**** Dataset records

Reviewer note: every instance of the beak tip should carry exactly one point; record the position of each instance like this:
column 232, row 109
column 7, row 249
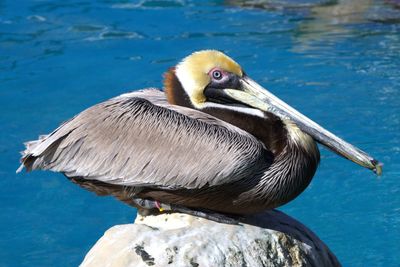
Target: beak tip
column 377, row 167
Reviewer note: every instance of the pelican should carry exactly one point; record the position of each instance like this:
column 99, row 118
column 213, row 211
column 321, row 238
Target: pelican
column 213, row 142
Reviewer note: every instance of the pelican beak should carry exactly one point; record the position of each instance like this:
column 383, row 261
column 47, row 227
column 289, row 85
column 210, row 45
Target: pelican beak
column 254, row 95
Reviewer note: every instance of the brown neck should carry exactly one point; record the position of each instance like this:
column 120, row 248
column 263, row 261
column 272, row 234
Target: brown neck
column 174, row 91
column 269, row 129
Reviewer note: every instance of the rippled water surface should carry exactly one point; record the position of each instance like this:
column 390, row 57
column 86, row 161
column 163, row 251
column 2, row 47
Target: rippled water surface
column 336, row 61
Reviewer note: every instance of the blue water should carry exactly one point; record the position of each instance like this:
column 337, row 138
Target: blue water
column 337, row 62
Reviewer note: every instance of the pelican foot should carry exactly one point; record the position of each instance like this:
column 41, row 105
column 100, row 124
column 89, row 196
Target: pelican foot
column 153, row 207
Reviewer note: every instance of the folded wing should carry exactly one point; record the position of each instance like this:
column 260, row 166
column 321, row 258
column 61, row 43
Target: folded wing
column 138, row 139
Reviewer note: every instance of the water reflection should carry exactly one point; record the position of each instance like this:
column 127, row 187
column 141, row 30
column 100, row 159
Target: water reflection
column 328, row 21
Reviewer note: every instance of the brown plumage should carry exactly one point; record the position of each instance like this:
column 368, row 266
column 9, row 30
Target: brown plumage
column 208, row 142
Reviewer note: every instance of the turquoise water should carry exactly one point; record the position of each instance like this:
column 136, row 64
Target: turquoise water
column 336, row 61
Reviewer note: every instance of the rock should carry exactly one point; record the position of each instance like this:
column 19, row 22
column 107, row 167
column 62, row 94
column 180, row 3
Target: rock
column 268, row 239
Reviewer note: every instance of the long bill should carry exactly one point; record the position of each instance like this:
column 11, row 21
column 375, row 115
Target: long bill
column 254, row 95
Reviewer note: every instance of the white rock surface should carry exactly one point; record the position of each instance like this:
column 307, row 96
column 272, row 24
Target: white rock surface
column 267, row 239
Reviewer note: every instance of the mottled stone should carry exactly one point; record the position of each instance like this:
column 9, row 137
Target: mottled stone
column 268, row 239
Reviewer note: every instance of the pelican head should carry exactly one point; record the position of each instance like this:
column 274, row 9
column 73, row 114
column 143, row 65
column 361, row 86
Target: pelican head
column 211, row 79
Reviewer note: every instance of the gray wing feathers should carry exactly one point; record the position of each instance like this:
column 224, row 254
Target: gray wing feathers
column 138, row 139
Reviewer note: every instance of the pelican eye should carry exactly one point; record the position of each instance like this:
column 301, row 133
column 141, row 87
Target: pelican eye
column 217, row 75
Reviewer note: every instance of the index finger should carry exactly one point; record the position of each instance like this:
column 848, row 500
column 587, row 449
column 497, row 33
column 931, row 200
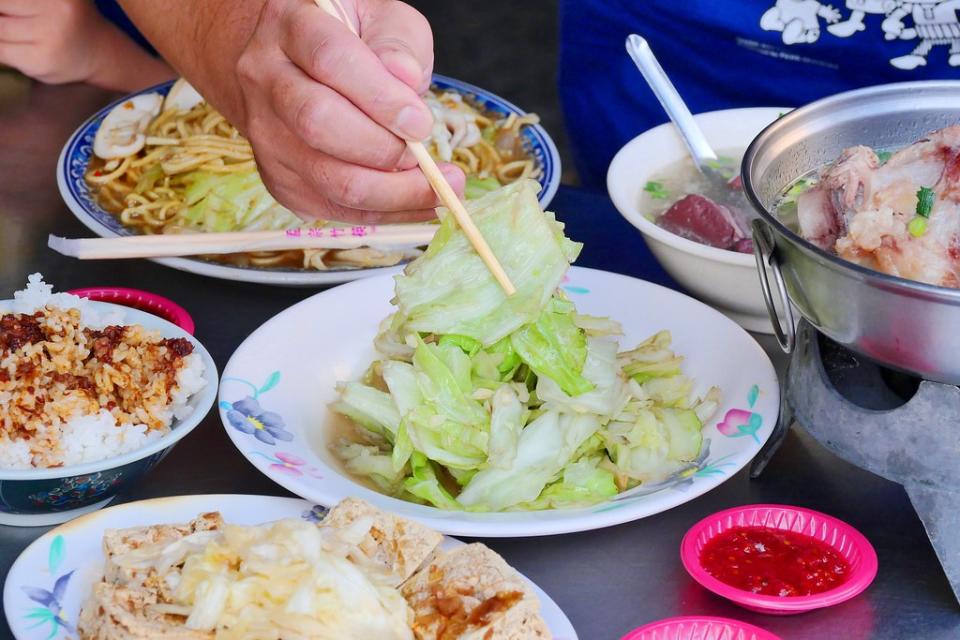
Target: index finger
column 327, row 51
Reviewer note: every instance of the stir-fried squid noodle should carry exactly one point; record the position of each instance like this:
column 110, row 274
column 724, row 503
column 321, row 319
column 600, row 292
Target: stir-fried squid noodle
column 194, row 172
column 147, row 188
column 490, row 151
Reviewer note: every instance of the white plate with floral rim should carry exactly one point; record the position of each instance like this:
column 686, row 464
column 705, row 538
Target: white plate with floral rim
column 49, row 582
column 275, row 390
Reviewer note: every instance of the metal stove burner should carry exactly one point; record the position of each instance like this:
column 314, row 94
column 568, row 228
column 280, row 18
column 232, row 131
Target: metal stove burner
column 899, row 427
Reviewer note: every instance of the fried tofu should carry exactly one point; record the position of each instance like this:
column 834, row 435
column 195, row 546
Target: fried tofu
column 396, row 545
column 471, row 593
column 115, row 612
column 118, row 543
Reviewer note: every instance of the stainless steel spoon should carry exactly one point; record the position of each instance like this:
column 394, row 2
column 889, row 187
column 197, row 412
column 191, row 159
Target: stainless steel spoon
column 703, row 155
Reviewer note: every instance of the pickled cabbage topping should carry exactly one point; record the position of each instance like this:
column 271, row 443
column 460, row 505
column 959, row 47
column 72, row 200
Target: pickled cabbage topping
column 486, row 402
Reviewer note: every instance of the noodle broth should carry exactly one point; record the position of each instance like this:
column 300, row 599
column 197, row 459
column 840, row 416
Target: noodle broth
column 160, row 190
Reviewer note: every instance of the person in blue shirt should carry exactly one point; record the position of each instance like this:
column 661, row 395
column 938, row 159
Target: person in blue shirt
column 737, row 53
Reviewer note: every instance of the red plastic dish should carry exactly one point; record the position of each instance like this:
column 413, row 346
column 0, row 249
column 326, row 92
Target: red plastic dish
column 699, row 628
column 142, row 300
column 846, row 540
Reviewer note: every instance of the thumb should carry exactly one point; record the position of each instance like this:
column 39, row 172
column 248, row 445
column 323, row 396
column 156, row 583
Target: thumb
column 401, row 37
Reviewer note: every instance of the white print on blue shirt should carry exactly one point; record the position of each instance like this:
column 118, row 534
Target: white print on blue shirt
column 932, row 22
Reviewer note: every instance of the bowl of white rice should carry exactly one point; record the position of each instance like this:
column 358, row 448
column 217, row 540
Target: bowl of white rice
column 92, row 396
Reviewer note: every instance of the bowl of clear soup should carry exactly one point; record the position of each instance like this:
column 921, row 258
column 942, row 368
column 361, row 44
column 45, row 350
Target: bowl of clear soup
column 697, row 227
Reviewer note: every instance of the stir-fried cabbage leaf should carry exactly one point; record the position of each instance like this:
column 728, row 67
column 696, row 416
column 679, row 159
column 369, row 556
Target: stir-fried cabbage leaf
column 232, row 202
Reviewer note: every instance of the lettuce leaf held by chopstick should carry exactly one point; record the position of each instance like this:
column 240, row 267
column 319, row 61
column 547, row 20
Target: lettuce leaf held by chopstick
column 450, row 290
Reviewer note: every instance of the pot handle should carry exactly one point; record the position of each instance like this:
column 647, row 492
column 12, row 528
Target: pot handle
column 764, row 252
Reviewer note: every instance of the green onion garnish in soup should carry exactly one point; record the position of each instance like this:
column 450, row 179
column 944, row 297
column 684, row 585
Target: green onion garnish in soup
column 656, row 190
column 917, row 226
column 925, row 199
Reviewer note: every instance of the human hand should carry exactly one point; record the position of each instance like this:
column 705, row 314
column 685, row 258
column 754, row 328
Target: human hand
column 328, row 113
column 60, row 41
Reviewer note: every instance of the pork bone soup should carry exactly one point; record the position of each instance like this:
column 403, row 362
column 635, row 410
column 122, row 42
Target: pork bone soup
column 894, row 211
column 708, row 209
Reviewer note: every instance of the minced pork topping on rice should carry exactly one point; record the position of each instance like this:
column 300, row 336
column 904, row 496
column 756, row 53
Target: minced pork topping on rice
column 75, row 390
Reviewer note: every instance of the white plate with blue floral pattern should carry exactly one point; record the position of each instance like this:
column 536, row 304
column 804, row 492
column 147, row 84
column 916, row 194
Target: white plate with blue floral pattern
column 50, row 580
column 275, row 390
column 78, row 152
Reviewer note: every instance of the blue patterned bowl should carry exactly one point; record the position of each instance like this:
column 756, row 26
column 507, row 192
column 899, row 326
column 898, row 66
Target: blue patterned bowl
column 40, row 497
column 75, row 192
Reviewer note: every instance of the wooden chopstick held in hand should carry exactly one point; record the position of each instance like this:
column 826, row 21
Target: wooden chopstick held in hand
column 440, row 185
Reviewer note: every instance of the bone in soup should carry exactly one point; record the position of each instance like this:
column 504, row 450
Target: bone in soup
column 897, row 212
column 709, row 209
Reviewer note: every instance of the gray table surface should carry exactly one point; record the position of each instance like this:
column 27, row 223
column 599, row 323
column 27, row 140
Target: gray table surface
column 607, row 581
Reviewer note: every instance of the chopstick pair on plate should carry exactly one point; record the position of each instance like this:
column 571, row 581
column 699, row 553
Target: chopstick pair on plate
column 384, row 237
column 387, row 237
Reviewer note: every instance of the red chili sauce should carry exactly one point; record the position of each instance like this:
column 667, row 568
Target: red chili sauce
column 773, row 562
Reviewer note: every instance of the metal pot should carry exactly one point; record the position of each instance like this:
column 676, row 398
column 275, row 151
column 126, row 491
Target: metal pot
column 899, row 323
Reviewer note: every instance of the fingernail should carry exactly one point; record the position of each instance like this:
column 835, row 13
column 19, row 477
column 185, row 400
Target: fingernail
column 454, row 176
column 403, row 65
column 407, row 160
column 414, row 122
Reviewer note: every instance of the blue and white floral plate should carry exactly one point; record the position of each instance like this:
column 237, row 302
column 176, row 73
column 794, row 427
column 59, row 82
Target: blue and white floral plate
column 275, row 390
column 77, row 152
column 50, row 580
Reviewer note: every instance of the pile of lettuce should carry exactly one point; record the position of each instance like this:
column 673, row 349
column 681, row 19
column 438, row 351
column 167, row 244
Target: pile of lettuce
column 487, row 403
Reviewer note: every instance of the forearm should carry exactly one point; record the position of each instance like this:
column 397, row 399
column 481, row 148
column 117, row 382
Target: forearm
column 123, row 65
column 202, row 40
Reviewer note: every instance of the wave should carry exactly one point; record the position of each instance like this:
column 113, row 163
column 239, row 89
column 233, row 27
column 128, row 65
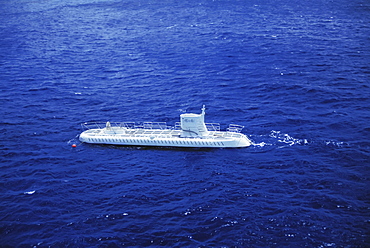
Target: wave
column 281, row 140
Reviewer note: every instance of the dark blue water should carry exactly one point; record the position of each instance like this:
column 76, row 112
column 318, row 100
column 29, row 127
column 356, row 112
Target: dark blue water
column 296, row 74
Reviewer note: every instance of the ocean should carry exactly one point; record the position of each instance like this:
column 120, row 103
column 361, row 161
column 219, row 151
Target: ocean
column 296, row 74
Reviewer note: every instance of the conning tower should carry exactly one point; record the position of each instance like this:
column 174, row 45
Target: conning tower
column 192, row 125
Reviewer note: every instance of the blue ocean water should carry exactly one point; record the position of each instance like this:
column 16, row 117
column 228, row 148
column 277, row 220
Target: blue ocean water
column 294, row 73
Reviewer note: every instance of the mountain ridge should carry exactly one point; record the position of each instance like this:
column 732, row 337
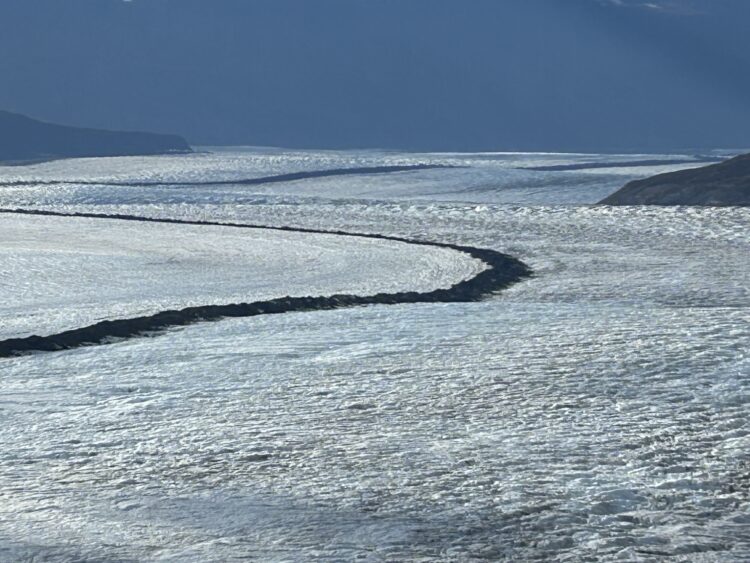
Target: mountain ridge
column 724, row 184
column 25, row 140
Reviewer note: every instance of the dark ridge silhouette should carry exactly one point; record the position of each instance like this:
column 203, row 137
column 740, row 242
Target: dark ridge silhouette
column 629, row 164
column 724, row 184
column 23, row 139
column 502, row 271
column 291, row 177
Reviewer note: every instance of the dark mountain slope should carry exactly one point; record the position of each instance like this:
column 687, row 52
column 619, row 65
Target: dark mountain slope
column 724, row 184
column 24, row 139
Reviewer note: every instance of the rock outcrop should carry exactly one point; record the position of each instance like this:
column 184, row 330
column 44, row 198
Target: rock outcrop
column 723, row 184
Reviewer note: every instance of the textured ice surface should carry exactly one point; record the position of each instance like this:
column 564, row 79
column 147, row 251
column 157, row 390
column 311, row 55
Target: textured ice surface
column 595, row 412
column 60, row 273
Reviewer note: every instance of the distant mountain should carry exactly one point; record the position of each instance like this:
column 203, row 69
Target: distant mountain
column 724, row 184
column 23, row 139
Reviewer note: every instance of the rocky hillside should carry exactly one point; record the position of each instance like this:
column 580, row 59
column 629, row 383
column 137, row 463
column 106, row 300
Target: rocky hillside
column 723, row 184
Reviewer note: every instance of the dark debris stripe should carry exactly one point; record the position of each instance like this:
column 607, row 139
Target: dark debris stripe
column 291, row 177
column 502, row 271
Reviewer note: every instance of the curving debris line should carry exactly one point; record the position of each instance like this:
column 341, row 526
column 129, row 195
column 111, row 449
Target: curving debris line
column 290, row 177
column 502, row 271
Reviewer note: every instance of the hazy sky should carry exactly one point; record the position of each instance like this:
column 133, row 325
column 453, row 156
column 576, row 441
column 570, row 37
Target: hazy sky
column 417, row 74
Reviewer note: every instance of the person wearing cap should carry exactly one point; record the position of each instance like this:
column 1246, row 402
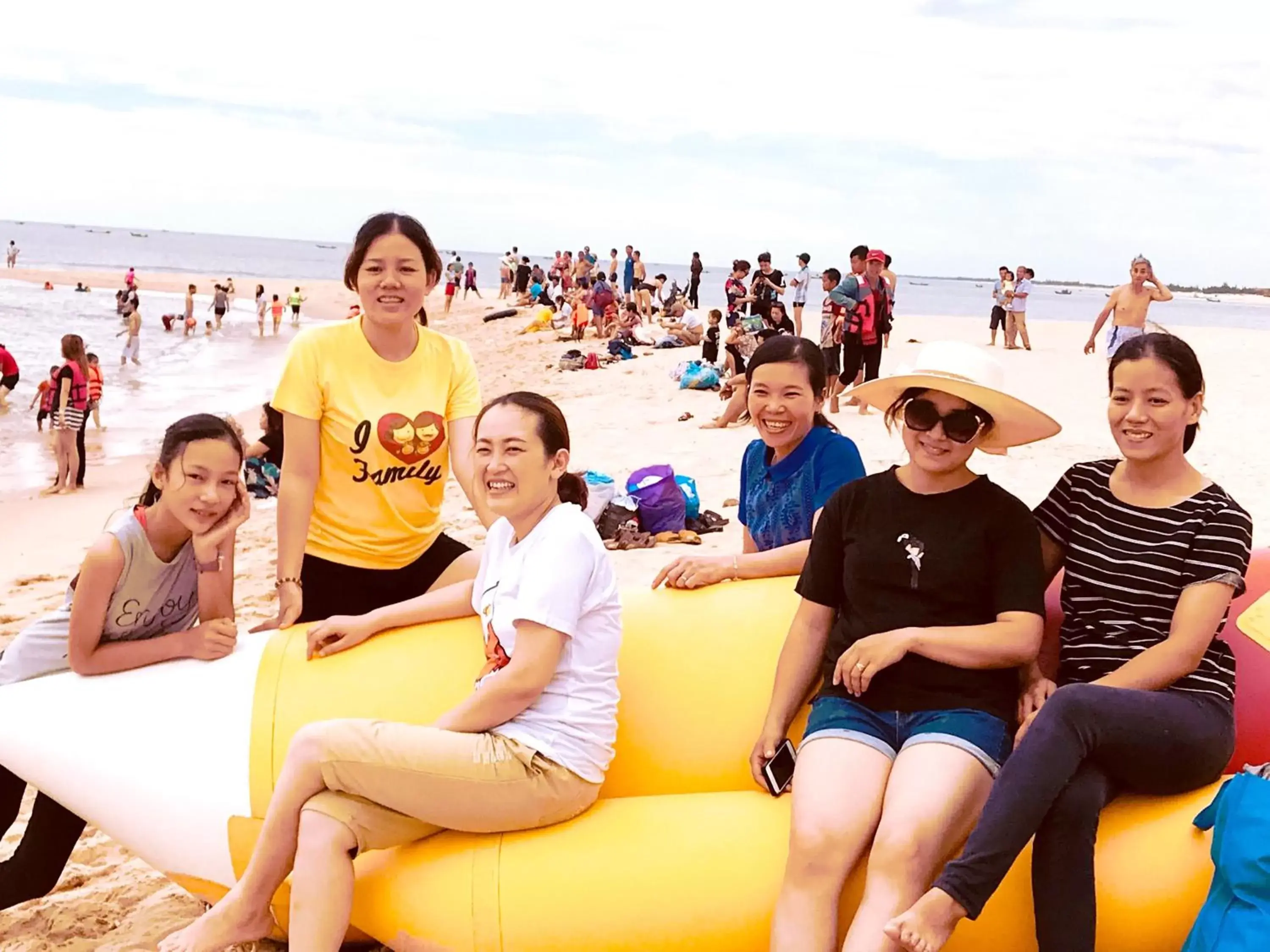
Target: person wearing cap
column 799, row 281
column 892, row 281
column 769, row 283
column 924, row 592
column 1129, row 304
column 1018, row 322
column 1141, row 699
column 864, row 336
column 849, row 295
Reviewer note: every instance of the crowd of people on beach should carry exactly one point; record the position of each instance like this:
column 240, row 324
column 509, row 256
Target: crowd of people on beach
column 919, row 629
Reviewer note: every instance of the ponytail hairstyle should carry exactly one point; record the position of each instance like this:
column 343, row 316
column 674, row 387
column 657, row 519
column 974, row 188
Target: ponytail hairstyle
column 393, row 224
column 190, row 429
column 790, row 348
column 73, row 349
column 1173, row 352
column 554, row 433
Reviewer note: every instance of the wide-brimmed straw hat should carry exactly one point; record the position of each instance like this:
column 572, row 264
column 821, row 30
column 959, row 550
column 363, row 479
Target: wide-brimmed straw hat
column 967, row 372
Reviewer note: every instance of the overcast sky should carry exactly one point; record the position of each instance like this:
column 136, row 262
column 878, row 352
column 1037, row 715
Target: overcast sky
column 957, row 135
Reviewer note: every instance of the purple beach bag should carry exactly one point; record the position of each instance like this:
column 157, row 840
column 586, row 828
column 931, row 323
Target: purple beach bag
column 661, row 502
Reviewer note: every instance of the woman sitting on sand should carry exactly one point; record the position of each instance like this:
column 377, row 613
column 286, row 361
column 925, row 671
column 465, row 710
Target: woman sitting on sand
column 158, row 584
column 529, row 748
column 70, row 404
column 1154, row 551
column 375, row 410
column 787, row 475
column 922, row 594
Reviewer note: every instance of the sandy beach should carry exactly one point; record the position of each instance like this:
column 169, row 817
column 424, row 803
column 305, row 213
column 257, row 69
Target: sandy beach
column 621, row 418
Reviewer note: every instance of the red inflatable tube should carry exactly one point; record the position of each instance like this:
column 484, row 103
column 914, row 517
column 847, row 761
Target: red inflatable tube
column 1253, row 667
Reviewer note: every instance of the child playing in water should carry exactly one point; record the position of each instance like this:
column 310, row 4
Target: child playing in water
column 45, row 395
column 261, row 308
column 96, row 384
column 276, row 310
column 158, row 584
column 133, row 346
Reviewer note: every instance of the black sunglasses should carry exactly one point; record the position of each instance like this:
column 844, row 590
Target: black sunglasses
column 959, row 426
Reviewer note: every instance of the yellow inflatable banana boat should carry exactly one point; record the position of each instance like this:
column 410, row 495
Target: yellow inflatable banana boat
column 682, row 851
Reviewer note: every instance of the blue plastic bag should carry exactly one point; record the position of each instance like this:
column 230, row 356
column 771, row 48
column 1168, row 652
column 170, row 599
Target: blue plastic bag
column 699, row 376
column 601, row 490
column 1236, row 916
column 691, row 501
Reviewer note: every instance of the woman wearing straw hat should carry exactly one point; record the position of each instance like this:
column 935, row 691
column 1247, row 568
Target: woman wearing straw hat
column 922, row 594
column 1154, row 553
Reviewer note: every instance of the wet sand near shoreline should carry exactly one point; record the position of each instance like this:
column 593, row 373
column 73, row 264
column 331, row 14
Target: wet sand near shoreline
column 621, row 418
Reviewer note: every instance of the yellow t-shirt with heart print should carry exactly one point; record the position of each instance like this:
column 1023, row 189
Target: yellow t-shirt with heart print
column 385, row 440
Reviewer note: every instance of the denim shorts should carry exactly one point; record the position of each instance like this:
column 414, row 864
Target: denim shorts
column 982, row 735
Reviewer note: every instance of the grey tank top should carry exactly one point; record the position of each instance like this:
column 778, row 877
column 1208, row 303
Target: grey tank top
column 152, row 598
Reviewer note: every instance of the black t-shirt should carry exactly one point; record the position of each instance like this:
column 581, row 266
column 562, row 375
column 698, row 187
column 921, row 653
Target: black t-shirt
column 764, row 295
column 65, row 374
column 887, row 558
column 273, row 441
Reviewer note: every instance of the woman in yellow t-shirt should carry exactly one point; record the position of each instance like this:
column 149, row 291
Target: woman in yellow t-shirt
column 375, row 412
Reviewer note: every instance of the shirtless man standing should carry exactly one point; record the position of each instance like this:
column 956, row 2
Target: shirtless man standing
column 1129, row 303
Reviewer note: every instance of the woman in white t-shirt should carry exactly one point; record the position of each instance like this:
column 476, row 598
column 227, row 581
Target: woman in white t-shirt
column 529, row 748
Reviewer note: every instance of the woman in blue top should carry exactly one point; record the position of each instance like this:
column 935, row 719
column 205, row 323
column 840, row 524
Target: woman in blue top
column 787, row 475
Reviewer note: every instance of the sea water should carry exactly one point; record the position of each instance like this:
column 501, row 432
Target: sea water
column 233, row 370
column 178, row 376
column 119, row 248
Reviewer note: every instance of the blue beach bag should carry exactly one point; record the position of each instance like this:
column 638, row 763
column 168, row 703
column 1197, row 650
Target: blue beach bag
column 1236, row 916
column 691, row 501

********

Write out again, word for word, the part of the rows above that runs from the start of the rows through the line containing "column 337, row 62", with both ends included. Leave the pictures out of your answer.

Reviewer note: every instance of the beak tip should carry exactly one point; record the position of each instance like this:
column 232, row 109
column 7, row 249
Target: beak tip
column 377, row 167
Reviewer note: every instance of the pelican should carry exactly one point; record the position of each instance like this:
column 99, row 118
column 213, row 211
column 321, row 238
Target: pelican
column 213, row 142
Reviewer note: every instance of the pelican beak should carry exactly one point; record the position of each instance like this:
column 383, row 261
column 47, row 227
column 289, row 85
column 210, row 45
Target: pelican beak
column 254, row 95
Reviewer note: every instance of the brown neck should carry exactly one point; record the position of each instance like this:
column 120, row 248
column 263, row 261
column 272, row 234
Target: brown neck
column 174, row 91
column 269, row 129
Reviewer note: every instance of the rippled water surface should carry exactly one point; record the position of each instance like this:
column 390, row 57
column 86, row 161
column 163, row 251
column 2, row 47
Target: rippled water surface
column 336, row 61
Reviewer note: every instance of the blue water should carry exactly one point; record the position of each instance like this:
column 337, row 138
Target: blue water
column 337, row 62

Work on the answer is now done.